(Textauszug):
* * * * * * * * *

Von Zivilcourage zu politischem Widerstand
Gut 150 Menschen gedachten am 7. Oktober 2022 in der Pfarrbaracke Ternberg auf Einladung der Katholischen Jugend der Region Ennstal der Opfer des Nationalsozialismus im KZ-Außenlager Ternberg. Die Gedenkrede hielt die Zweite Nationalratspräsidentin Doris Bures.
Das Gedenken in Ternberg fand heuer bereits zum 14. Mal statt. 2008 war im Zuge der größten Jugendsozialaktion Österreichs „72 Stunden ohne Kompromiss“ – organisiert von der Katholischen Jugend Österreich in Zusammenarbeit mit youngCaritas und Hitradio Ö3 – mit 45 Jugendlichen aus den Dekanaten Weyer und Steyr im Keller der Pfarrbaracke in Ternberg ein Gedenkraum installiert worden. Seither findet hier jährlich eine Gedenkfeier statt, ebenso werden auf Anfrage Führungen angeboten und auch ein pädagogisches Begleitkonzept wurde erarbeitet.
Von Zivilcourage zu politischem Widerstand
Die heurige Gedenkfeierstand stand gemäß dem Jahresschwerpunkt des Mauthausen Komitees Österreich unter dem Motto „Politischer Widerstand“. Anita Buchberger, Initiatorin des Gedenkraums und Beauftragte für Jugendpastoral im Dekanat Weyer, und Reinhard Fischer, Regionskoordinator Linz +, führten durch die Feier und erinnerten zu Beginn daran, dass das Gedenken an die Opfer des Nationalsozialismus ein zentrales gesellschaftspolitisches Anliegen der Katholischen Jugend OÖ sei und es für sie zum Selbstverständnis gehöre, sich für Toleranz und Nächstenliebe im Zusammenleben einzusetzen.

* * * * * * * * *

(Arbeitsauftrag 1):
Filtere alle Zeilen heraus, in denen die Zeichenfolge „object“ vorkommt, und gib sie unverändert wieder. Groß- und Kleinschreibung ist dabei zu beachten.
Zwischen dem Textauszug und den Zeilen besteht kein inhaltlicher Zusammenhang.

(Übungsdaten):

* * * * * * * * *

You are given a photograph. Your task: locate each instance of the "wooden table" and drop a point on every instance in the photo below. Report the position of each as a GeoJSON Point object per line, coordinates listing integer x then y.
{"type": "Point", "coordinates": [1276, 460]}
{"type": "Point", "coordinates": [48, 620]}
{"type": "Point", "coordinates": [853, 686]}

* * * * * * * * *

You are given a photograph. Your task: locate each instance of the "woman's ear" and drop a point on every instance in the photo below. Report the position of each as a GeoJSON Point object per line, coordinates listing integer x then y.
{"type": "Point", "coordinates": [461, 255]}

* * * * * * * * *

(Arbeitsauftrag 2):
Welche Personen werden im Textauszug namentlich genannt? Führe alle auf.

(Vollständige Antwort 1):
You are given a photograph. Your task: locate each instance of the "wooden table" and drop a point on every instance in the photo below. Report the position of each as a GeoJSON Point object per line, coordinates listing integer x then y.
You are given a photograph. Your task: locate each instance of the "woman's ear" and drop a point on every instance in the photo below. Report the position of each as a GeoJSON Point object per line, coordinates listing integer x then y.

(Vollständige Antwort 2):
Doris Bures, Anita Buchberger, Reinhard Fischer